→ **Instruction**:
Output, with no changes, the span of lines that opens with the line containing "Please pin the player with" and closes with the last line.

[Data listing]

--- begin ---

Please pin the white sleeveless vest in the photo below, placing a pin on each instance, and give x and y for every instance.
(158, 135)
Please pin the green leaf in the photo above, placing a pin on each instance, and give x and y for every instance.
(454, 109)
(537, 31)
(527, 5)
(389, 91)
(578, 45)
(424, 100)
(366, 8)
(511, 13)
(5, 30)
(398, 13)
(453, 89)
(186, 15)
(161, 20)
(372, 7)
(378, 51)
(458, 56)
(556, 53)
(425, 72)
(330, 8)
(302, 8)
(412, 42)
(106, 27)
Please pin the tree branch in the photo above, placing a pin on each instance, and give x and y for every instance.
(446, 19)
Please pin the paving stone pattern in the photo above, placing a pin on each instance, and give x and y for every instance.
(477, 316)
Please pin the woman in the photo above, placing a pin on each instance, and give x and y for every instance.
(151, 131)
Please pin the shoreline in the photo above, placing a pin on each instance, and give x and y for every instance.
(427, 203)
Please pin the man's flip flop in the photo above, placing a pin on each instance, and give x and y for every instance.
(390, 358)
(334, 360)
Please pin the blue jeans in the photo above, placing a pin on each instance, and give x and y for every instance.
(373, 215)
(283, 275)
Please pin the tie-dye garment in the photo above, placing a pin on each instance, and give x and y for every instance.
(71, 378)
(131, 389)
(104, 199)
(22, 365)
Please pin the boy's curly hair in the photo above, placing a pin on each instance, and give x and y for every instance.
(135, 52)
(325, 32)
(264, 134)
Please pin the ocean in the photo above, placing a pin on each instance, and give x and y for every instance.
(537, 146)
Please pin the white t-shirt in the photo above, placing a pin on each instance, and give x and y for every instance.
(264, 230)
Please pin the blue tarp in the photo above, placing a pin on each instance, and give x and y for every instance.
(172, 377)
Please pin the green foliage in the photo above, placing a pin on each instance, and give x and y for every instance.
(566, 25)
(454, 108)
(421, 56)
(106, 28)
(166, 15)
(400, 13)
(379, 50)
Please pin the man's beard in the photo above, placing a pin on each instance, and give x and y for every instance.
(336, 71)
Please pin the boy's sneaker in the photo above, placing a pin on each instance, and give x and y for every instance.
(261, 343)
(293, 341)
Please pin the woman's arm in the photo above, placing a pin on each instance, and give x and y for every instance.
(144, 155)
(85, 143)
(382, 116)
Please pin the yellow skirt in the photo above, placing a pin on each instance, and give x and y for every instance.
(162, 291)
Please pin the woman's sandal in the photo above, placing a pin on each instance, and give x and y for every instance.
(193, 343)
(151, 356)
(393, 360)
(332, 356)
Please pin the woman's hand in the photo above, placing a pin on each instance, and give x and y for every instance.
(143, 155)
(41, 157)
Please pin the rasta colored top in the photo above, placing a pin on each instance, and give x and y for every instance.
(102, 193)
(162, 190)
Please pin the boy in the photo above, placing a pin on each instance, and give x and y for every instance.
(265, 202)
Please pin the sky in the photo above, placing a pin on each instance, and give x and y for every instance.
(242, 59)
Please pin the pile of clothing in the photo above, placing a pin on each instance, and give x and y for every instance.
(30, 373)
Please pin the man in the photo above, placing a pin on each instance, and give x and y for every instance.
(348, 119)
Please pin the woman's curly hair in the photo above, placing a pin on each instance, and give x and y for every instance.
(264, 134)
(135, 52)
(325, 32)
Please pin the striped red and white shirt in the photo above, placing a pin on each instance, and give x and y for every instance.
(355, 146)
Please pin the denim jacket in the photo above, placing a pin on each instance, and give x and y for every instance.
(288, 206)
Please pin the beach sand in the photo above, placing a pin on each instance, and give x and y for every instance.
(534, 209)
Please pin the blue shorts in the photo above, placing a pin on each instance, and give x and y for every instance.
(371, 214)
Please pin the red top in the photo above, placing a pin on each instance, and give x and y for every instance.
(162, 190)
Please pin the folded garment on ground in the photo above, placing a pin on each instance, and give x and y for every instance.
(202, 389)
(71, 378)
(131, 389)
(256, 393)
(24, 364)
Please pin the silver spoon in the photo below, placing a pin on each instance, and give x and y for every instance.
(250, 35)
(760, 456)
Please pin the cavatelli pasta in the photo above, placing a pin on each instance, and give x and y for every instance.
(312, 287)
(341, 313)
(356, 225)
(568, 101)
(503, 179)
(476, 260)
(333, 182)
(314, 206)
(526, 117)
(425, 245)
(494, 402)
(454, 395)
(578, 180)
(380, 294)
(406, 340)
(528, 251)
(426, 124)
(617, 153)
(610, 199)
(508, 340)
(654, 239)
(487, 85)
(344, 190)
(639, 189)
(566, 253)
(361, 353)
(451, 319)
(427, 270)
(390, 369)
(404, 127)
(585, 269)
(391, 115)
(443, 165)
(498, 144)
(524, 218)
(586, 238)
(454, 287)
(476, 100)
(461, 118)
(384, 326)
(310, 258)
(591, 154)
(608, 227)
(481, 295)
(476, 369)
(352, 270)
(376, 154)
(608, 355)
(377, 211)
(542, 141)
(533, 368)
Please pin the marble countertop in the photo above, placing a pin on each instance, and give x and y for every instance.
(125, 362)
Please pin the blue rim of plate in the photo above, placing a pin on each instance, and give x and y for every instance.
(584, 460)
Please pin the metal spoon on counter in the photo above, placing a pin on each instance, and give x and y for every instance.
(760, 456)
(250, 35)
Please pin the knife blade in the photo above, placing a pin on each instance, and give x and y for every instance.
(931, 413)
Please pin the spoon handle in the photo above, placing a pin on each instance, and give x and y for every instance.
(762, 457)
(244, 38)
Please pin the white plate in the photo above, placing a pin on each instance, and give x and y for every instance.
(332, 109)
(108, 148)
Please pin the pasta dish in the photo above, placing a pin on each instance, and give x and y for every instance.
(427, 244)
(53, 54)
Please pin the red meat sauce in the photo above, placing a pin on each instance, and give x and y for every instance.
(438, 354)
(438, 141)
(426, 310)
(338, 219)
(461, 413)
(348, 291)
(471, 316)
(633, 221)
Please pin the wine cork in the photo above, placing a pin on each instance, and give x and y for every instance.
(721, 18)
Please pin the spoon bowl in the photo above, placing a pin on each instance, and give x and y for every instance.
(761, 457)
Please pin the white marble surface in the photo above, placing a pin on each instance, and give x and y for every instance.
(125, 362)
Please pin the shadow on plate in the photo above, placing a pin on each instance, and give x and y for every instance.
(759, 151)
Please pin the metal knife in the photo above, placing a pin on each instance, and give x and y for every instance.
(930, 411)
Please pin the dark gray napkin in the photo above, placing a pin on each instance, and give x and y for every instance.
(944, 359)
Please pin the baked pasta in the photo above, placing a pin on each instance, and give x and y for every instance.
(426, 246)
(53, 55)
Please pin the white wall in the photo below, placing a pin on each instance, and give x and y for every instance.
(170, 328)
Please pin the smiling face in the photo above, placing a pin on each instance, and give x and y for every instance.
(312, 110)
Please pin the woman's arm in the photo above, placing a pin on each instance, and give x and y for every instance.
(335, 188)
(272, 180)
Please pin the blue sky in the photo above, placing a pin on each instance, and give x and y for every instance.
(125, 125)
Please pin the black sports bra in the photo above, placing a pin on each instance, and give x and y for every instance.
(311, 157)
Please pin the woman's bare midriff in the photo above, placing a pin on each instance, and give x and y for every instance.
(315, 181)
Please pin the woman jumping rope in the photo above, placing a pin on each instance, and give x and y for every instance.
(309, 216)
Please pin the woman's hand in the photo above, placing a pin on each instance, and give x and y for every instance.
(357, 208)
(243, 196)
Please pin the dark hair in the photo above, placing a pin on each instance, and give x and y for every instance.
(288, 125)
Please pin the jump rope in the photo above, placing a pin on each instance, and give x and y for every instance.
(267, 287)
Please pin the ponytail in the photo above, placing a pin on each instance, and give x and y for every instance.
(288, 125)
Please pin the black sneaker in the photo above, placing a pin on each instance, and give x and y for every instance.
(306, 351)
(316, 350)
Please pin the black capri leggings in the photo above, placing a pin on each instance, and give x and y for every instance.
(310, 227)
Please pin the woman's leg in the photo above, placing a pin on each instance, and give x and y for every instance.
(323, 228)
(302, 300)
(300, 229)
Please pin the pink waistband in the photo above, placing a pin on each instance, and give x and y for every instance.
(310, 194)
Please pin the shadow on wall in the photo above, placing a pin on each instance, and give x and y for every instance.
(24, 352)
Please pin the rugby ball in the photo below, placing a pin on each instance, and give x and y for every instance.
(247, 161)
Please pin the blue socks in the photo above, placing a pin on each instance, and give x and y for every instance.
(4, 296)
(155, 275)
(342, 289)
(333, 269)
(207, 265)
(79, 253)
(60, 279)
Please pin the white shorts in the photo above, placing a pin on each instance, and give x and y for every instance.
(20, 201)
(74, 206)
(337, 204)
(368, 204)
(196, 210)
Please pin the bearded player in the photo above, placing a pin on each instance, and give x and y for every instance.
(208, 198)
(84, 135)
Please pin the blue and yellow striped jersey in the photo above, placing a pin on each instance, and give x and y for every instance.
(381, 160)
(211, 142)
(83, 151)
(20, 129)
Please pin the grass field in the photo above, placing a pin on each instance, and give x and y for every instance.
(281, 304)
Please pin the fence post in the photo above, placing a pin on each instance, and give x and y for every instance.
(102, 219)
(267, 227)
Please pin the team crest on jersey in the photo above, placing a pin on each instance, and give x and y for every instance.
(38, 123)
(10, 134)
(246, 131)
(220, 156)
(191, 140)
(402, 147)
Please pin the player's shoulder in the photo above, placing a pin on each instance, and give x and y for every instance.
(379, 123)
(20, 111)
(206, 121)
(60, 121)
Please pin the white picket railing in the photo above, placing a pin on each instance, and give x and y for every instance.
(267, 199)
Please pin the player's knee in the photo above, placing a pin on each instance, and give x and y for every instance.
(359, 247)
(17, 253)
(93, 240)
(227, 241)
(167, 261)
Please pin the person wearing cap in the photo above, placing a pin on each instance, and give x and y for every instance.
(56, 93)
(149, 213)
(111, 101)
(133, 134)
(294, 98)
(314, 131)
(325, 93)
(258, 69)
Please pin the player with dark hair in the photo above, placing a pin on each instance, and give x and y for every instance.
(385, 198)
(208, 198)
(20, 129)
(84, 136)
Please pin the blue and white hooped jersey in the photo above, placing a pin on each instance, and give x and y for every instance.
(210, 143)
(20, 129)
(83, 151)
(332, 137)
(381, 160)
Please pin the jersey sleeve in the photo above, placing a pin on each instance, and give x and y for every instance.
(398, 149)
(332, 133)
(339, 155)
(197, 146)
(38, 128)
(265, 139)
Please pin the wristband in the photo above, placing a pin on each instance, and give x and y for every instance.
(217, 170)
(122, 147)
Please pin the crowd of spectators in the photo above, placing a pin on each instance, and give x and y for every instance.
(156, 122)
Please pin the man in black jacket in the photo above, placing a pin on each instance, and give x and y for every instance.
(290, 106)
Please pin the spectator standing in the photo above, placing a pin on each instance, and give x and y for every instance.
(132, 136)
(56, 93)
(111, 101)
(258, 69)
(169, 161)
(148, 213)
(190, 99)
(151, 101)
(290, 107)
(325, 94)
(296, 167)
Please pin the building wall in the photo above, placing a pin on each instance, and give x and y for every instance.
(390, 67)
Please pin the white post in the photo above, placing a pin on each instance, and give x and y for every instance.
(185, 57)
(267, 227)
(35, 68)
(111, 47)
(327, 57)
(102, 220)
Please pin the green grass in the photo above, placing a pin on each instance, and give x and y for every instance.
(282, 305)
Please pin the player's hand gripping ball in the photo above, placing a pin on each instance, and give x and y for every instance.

--- end ---

→ **Response to this exercise**:
Please pin the player with dark hair in the photo above, placing a pin on each instance, and give x and y for every instance.
(385, 198)
(208, 198)
(20, 129)
(84, 136)
Please pin the blue and white hooped jersey in the photo above, placing a pin on each instance, and give x and y for every instance.
(210, 143)
(20, 129)
(83, 151)
(332, 137)
(381, 160)
Please pin the jersey sleeve in the photo above, placing a pin on each instance, and give x and y for every instance.
(398, 149)
(332, 133)
(339, 155)
(197, 146)
(38, 128)
(265, 139)
Please pin the wristband in the photo above, placing a pin on each instance, and give x and y for every instance.
(217, 170)
(122, 147)
Please pin the crowd of spectators in the photo above, placing a pin on each instance, and give x and y for every instance.
(156, 122)
Please pin the man in black jacket in the photo above, placing a pin on each instance, and give x and y for every instance.
(290, 106)
Please pin the spectator standing in the photo above, placing a pin on each instance, and give x and y for every instance.
(132, 136)
(56, 93)
(111, 101)
(258, 69)
(169, 161)
(148, 213)
(190, 99)
(151, 101)
(290, 107)
(325, 94)
(296, 167)
Please pin the building wall in the photo above, placing a pin on each instance, and give x and y for every instance.
(390, 67)
Please pin the white post in the photo above, placing a pin on each instance, and give x and y for every instance.
(185, 57)
(267, 227)
(35, 68)
(111, 47)
(327, 57)
(102, 220)
Please pin the green grass in the photo above, placing a pin on each instance, and give x and y for every instance.
(282, 305)
Please pin the player's hand gripping ball in the photo above, placing a pin on each instance, and give x and y for every instance.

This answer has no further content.